Position identification records

-=-=-=-=-

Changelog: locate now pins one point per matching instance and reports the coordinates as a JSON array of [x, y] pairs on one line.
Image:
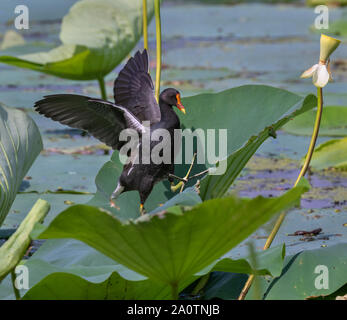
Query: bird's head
[[172, 97]]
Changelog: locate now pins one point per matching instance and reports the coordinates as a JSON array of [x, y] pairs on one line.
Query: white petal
[[309, 72], [321, 76]]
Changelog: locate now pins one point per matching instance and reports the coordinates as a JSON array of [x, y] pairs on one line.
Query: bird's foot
[[113, 204]]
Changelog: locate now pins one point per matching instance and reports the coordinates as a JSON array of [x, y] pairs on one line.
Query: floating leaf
[[170, 247], [333, 123], [269, 262], [20, 144], [96, 34], [53, 287], [256, 112], [303, 275]]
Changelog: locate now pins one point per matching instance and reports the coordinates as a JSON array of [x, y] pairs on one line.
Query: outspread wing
[[134, 90], [102, 119]]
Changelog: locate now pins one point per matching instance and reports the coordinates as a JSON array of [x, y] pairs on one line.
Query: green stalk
[[301, 174], [144, 19], [102, 88], [13, 280], [174, 291], [12, 251], [158, 35]]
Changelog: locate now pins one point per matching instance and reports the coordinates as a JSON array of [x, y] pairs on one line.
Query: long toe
[[113, 204]]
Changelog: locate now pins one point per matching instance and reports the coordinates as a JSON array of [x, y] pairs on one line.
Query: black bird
[[134, 103]]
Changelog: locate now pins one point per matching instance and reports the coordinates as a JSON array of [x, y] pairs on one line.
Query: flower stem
[[144, 18], [301, 174], [158, 35], [102, 88]]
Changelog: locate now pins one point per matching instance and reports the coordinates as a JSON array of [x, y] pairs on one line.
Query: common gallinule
[[134, 103]]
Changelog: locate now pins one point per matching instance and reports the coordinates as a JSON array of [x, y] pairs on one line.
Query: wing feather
[[134, 89], [102, 119]]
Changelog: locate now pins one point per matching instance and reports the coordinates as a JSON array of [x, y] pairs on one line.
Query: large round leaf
[[331, 154], [308, 274]]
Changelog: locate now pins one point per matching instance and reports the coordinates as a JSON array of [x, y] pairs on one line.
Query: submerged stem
[[301, 174], [102, 88], [144, 18], [158, 35]]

-=-=-=-=-

** WRITTEN PROBLEM **
Copy out all of the lines above word for word, leaving out the pictures.

** ANSWER TO THE TASK **
Changelog: locate now pins one point per matching instance and reports the coordinates as a JSON array of [x, y] pairs on one line.
Image:
Query: bird's head
[[172, 97]]
Changelog: locate now pins one point per matching instance and reports the coordinates as a JSON array of [x, y] pairs on one line.
Query: white petal
[[309, 72], [321, 76]]
Changelog: locate now pins one point per matching instance and reports the coordinates as a JSON array of [x, y] pairs on one line.
Query: bird's foot
[[113, 204]]
Changelog: locate now pins one point per matching instance and reports the coordinates as a JSON array of [x, y] pairs on one line.
Query: floating leaf
[[170, 247], [333, 123], [269, 262], [20, 144], [96, 34], [53, 287], [256, 112], [303, 275]]
Changelog: locate now pins one point per matching instance and reports the coordinates as a JSON array of [x, y] pairs on one line.
Query: outspread wing
[[134, 90], [102, 119]]
Changelog: locate now pins one point per matching instance and reports the coordinates as a JSON array of [x, y] pairs on one line.
Query: green stalk
[[301, 174], [144, 19], [102, 88], [13, 280], [174, 291], [12, 251], [158, 35]]
Changelog: locate now pins one point per matching instance and reports the coordinates as a JSON array of [x, y] pairs on one line.
Query: long toe
[[113, 204]]
Changelog: locate now pins one point per matching instance and reports the coordinates as a JSON array of [x, y] pairs on one line.
Query: black bird
[[134, 103]]
Changelog: locate now pins one point per matching instance and reports the coordinates as a JSON array of [x, y] pairs on one line.
Query: flower stem
[[144, 18], [301, 174], [158, 35], [102, 88]]
Changelog: locate now pins one point per matching instance and reports the coordinates as a JSON array of [x, y] pairs on one line.
Query: common gallinule
[[134, 103]]
Changelog: locate now pins one point per matching instance and reports the coordinates as a JSON array of [x, y] pairs on one line.
Query: wing feather
[[134, 89], [102, 119]]
Changelog: locate now pins one point per matching instance and reports the coordinates as a JSON array of [x, y] pairs on one line.
Query: large round leaf
[[331, 154], [308, 274]]
Changelog: locate now pins one point per matching instance and reports the coordinates as a JSON array of [x, y] pairs on one line.
Query: submerged stem
[[301, 174], [102, 88], [144, 18], [158, 35]]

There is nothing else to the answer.